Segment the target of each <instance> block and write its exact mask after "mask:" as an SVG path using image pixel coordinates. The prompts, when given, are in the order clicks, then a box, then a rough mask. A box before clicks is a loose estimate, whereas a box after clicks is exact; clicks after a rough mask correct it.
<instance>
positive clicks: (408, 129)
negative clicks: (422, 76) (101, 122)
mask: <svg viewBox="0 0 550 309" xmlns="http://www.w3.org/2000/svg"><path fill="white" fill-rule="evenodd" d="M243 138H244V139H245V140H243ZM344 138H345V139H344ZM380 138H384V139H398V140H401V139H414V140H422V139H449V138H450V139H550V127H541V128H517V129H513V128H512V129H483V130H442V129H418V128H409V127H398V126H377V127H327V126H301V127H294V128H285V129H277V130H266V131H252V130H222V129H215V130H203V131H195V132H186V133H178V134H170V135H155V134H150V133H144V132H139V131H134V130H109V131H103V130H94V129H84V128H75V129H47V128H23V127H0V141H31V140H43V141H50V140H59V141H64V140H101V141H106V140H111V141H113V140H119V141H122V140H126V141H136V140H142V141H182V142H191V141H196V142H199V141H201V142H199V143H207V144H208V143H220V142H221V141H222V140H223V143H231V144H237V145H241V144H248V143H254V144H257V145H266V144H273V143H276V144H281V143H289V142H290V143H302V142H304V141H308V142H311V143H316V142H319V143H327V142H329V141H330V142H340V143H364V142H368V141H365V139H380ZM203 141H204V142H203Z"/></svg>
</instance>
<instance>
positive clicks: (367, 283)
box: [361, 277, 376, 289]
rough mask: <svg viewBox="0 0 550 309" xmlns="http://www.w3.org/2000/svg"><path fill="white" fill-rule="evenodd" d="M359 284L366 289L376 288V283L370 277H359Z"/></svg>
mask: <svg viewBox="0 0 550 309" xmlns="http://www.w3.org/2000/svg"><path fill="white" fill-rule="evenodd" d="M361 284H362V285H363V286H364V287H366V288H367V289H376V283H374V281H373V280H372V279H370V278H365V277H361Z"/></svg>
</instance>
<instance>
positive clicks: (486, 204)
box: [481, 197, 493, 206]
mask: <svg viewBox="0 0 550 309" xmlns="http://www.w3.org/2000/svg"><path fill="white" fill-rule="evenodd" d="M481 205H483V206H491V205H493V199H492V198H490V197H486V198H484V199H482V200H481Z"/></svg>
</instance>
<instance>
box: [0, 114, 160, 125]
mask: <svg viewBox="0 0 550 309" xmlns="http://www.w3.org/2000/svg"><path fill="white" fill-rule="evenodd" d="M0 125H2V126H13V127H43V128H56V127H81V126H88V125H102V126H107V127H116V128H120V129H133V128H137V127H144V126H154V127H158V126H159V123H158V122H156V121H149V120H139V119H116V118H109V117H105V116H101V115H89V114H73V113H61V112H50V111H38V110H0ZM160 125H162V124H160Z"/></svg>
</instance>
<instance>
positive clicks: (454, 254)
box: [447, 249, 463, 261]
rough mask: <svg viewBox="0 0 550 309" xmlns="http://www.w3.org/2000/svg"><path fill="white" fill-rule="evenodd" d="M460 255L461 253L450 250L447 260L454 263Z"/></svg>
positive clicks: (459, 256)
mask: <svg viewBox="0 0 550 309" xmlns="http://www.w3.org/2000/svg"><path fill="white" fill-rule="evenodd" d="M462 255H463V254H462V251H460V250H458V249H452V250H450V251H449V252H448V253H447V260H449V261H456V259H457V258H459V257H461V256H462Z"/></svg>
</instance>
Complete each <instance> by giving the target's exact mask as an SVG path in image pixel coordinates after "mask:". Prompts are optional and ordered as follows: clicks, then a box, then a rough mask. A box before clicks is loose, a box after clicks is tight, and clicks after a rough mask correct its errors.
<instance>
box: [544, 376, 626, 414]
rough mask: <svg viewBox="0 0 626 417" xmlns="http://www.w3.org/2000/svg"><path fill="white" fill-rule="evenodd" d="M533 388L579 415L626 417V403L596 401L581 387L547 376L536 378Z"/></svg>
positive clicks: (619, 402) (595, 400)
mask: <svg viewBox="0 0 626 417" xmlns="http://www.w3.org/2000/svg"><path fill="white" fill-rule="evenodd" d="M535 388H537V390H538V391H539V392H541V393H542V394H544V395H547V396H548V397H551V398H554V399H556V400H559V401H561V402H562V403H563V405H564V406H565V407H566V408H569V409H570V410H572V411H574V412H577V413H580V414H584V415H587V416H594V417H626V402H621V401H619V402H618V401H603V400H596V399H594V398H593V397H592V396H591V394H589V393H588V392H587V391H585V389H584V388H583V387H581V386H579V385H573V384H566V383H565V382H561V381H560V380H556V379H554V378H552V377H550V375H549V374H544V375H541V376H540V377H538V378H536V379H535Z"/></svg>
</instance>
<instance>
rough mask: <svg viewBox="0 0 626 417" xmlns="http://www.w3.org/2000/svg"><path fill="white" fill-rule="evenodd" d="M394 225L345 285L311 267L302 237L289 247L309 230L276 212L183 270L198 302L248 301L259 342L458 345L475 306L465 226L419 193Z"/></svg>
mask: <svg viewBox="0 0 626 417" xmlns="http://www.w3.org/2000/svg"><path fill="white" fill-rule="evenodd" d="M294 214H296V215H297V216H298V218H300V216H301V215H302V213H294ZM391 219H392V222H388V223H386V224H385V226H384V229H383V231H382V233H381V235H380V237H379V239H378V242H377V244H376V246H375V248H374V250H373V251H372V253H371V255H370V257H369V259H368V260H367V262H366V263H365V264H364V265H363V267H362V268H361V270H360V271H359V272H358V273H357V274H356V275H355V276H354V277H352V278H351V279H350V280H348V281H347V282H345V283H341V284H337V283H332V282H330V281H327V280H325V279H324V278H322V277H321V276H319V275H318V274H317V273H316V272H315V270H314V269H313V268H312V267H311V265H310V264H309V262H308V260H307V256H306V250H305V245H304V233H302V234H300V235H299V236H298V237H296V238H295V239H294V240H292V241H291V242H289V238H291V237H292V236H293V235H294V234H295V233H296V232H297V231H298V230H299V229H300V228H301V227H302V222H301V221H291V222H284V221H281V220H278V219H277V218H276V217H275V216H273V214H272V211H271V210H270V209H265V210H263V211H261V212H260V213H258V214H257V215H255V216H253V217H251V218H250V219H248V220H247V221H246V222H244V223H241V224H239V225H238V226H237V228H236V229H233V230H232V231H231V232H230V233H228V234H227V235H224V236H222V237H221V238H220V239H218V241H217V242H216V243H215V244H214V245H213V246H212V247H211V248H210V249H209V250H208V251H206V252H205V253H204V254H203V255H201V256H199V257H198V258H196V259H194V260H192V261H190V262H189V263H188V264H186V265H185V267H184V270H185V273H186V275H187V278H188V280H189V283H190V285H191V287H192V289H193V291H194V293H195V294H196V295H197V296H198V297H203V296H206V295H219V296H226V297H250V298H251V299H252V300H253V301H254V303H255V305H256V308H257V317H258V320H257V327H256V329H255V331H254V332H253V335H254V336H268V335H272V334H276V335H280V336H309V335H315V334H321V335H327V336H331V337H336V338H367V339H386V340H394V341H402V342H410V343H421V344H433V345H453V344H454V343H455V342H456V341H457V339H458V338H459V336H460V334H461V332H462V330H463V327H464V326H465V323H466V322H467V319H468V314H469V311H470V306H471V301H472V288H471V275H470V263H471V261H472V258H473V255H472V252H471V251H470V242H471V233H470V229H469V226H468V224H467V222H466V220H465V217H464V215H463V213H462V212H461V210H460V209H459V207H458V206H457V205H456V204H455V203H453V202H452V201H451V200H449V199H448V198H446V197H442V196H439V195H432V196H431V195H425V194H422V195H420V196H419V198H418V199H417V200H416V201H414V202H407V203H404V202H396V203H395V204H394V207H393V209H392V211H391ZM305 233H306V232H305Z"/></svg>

----

Can you transcribe all of the entries above line for line, with no changes?

| RESPONSE TO THIS TASK |
Segment the target of each <instance> block and write its exact mask after "mask:" as an SVG path using image pixel coordinates. The prompts, when given, are in the order clicks, then a box, then a rough mask. A box before clicks is a loose estimate, whereas a box after clicks is exact; clicks after a rough mask correct it.
<instance>
positive clicks: (408, 129)
negative clicks: (422, 76) (101, 122)
mask: <svg viewBox="0 0 550 309" xmlns="http://www.w3.org/2000/svg"><path fill="white" fill-rule="evenodd" d="M243 138H244V139H245V140H243ZM344 138H345V139H344ZM380 138H384V139H398V140H401V139H414V140H422V139H449V138H450V139H550V127H541V128H517V129H513V128H512V129H483V130H442V129H418V128H409V127H398V126H377V127H327V126H301V127H294V128H285V129H277V130H266V131H252V130H222V129H215V130H203V131H195V132H186V133H178V134H170V135H155V134H150V133H144V132H139V131H134V130H109V131H103V130H94V129H84V128H75V129H47V128H23V127H0V141H31V140H43V141H50V140H59V141H64V140H101V141H106V140H111V141H113V140H119V141H122V140H126V141H136V140H142V141H182V142H191V141H196V142H199V141H201V142H199V143H207V144H208V143H220V142H221V141H222V140H223V143H231V144H237V145H241V144H248V143H254V144H257V145H266V144H273V143H276V144H281V143H289V142H290V143H302V142H304V141H308V142H311V143H316V142H319V143H327V142H329V141H330V142H340V143H364V142H368V141H365V139H380ZM203 141H204V142H203Z"/></svg>
</instance>
<instance>
positive clicks: (367, 283)
box: [361, 277, 376, 289]
rough mask: <svg viewBox="0 0 550 309" xmlns="http://www.w3.org/2000/svg"><path fill="white" fill-rule="evenodd" d="M359 284L366 289L376 288V283L370 277H359Z"/></svg>
mask: <svg viewBox="0 0 550 309" xmlns="http://www.w3.org/2000/svg"><path fill="white" fill-rule="evenodd" d="M361 284H362V285H363V286H364V287H366V288H367V289H376V283H374V281H373V280H372V279H370V278H365V277H361Z"/></svg>
</instance>
<instance>
positive clicks: (486, 204)
box: [481, 197, 493, 206]
mask: <svg viewBox="0 0 550 309" xmlns="http://www.w3.org/2000/svg"><path fill="white" fill-rule="evenodd" d="M481 205H483V206H491V205H493V199H492V198H490V197H486V198H484V199H482V200H481Z"/></svg>
</instance>
<instance>
box: [0, 114, 160, 125]
mask: <svg viewBox="0 0 550 309" xmlns="http://www.w3.org/2000/svg"><path fill="white" fill-rule="evenodd" d="M0 125H2V126H13V127H43V128H56V127H81V126H88V125H102V126H107V127H116V128H120V129H133V128H137V127H144V126H154V127H158V126H159V123H158V122H156V121H149V120H139V119H116V118H109V117H105V116H101V115H89V114H73V113H61V112H50V111H38V110H0ZM160 125H162V124H160Z"/></svg>
</instance>
<instance>
positive clicks: (454, 254)
box: [447, 249, 463, 261]
rough mask: <svg viewBox="0 0 550 309" xmlns="http://www.w3.org/2000/svg"><path fill="white" fill-rule="evenodd" d="M460 255L461 253L450 250L447 260L454 263Z"/></svg>
positive clicks: (459, 256)
mask: <svg viewBox="0 0 550 309" xmlns="http://www.w3.org/2000/svg"><path fill="white" fill-rule="evenodd" d="M462 255H463V254H462V251H460V250H458V249H452V250H450V251H449V252H448V253H447V260H449V261H456V259H457V258H459V257H461V256H462Z"/></svg>
</instance>
Complete each <instance> by giving the target's exact mask as an SVG path in image pixel coordinates after "mask:". Prompts are optional and ordered as follows: clicks, then a box, then a rough mask. A box before clicks is loose, a box after clicks is tight, and clicks after a rough mask correct its errors.
<instance>
box: [544, 376, 626, 414]
rough mask: <svg viewBox="0 0 626 417" xmlns="http://www.w3.org/2000/svg"><path fill="white" fill-rule="evenodd" d="M533 388L579 415L626 417V403L596 401L581 387L547 376L536 378Z"/></svg>
positive clicks: (619, 402) (595, 400)
mask: <svg viewBox="0 0 626 417" xmlns="http://www.w3.org/2000/svg"><path fill="white" fill-rule="evenodd" d="M535 388H537V390H538V391H539V392H541V393H542V394H544V395H547V396H548V397H551V398H554V399H556V400H559V401H561V402H562V403H563V405H564V406H565V407H566V408H569V409H570V410H572V411H574V412H577V413H580V414H584V415H587V416H594V417H626V402H621V401H619V402H618V401H603V400H596V399H594V398H593V397H592V396H591V394H589V393H588V392H587V391H585V389H584V388H583V387H581V386H579V385H573V384H566V383H565V382H561V381H560V380H556V379H554V378H552V377H550V375H549V374H544V375H541V376H540V377H538V378H536V379H535Z"/></svg>
</instance>
<instance>
rough mask: <svg viewBox="0 0 626 417" xmlns="http://www.w3.org/2000/svg"><path fill="white" fill-rule="evenodd" d="M394 225L345 285L311 267L302 237L289 247L309 230L276 212L183 270L198 302L248 301L259 342L458 345L475 306L465 226L419 193Z"/></svg>
mask: <svg viewBox="0 0 626 417" xmlns="http://www.w3.org/2000/svg"><path fill="white" fill-rule="evenodd" d="M294 214H296V215H297V216H298V218H300V216H301V215H302V213H294ZM391 219H392V222H388V223H386V224H385V226H384V229H383V231H382V233H381V235H380V237H379V239H378V242H377V244H376V246H375V248H374V250H373V251H372V253H371V255H370V257H369V259H368V260H367V262H366V263H365V264H364V265H363V267H362V268H361V270H360V271H359V272H358V273H357V274H356V275H355V276H354V277H352V278H351V279H350V280H348V281H347V282H345V283H341V284H337V283H332V282H330V281H327V280H325V279H324V278H322V277H321V276H319V275H318V274H317V273H316V272H315V270H314V269H313V268H312V267H311V265H310V264H309V262H308V260H307V256H306V250H305V245H304V233H302V234H300V235H299V236H298V237H296V238H295V239H294V240H292V241H291V242H289V238H291V237H292V236H293V235H294V234H295V233H296V232H297V231H298V230H299V229H300V228H301V227H302V222H301V221H291V222H284V221H281V220H278V219H277V218H276V217H275V216H273V214H272V211H271V210H270V209H265V210H263V211H261V212H260V213H258V214H257V215H255V216H253V217H251V218H250V219H248V220H247V221H246V222H244V223H241V224H239V225H238V226H237V228H236V229H233V230H232V231H231V232H230V233H228V234H227V235H224V236H222V237H221V238H220V239H218V241H217V242H216V243H215V244H214V245H213V246H212V247H211V248H210V249H209V250H208V251H206V252H205V253H204V254H203V255H201V256H199V257H198V258H196V259H194V260H192V261H190V262H189V263H188V264H186V265H185V267H184V270H185V273H186V275H187V278H188V280H189V283H190V285H191V287H192V289H193V291H194V293H195V294H196V295H197V296H198V297H203V296H206V295H219V296H226V297H250V298H251V299H252V300H253V301H254V303H255V305H256V308H257V317H258V320H257V327H256V329H255V331H254V332H253V335H254V336H268V335H272V334H276V335H280V336H309V335H315V334H321V335H327V336H331V337H336V338H367V339H386V340H394V341H402V342H410V343H421V344H433V345H453V344H454V343H455V342H456V341H457V339H458V338H459V336H460V334H461V332H462V330H463V327H464V326H465V323H466V322H467V319H468V314H469V311H470V306H471V301H472V288H471V275H470V263H471V261H472V258H473V255H472V252H471V251H470V242H471V233H470V229H469V226H468V224H467V222H466V220H465V217H464V215H463V213H462V212H461V210H460V209H459V207H458V206H457V205H456V204H455V203H453V202H452V201H451V200H449V199H448V198H446V197H442V196H439V195H432V196H431V195H425V194H422V195H420V196H419V198H418V199H417V200H416V201H414V202H407V203H404V202H396V203H395V204H394V207H393V209H392V211H391ZM305 233H306V232H305Z"/></svg>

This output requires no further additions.